• **AIM OF THE EXERCISE**: Print each of the following entries again, word for word and line by line.

• **RECORD EXTRACTS**:

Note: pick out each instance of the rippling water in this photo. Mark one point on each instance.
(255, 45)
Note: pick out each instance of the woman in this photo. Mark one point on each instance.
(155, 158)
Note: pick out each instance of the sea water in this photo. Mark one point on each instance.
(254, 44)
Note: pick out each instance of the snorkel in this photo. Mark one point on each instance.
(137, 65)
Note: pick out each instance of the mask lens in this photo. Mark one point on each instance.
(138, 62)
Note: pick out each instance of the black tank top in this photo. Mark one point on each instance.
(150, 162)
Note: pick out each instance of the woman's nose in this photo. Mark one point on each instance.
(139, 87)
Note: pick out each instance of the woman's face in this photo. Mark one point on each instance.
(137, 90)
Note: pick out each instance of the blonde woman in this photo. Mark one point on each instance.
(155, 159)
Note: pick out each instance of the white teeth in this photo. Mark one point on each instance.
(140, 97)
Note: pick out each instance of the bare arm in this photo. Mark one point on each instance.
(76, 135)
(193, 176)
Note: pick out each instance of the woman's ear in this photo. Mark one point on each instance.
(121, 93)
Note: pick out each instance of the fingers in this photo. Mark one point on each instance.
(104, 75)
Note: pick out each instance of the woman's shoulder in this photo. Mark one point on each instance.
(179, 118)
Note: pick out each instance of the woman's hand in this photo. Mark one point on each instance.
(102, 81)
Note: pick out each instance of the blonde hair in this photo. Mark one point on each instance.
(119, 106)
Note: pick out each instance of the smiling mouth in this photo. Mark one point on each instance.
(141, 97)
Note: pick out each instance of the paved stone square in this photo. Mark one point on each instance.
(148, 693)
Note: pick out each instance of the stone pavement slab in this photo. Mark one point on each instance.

• **SOLUTION TO THIS PROBLEM**:
Note: pick out each instance of the rippling water in this photo. Mark one point on each instance.
(255, 45)
Note: pick out each instance of the woman in this photo. Mark one point on each instance.
(155, 158)
Note: pick out each instance of the sea water in this photo. Mark one point on each instance.
(254, 44)
Note: pick out each instance of the snorkel in this photo. Mark one point on each instance.
(137, 65)
Note: pick out each instance of the mask lens in this photo. Mark one point on each instance.
(138, 62)
Note: pick out each instance of the black tank top in this photo. Mark one point on each instance.
(150, 162)
Note: pick out each instance of the woman's nose in this photo. Mark one point on each instance.
(139, 87)
Note: pick out each instance of the woman's face in this photo. Mark one point on each instance.
(137, 90)
Note: pick out each instance of the blonde woman in this photo. Mark one point on each instance.
(155, 159)
Note: pick out each instance of the white teeth in this photo. Mark one point on each instance.
(140, 97)
Note: pick out each instance of the bare arm in this photo. Mark one point on each instance.
(76, 135)
(193, 176)
Note: pick out each instance of the woman's ear in this photo. Mark one point on each instance.
(121, 93)
Note: pick out each instance of the fingers in this photo. Mark one point on each instance.
(104, 75)
Note: pick out each instance of the woman's shoulder in this photo. Mark one point on each instance.
(179, 118)
Note: pick out each instance of the woman's hand in this photo. Mark one point on each instance.
(102, 81)
Note: pick out each instance of the blonde hair in this photo. Mark one point on each instance.
(119, 106)
Note: pick out each instance of the smiling mouth in this photo. Mark one point on each instance.
(141, 97)
Note: pick out each instance of the paved stone square in this photo. Mark one point on each instance.
(148, 693)
Note: pick out each instance of the stone pavement slab in this photo. Mark one point on each instance.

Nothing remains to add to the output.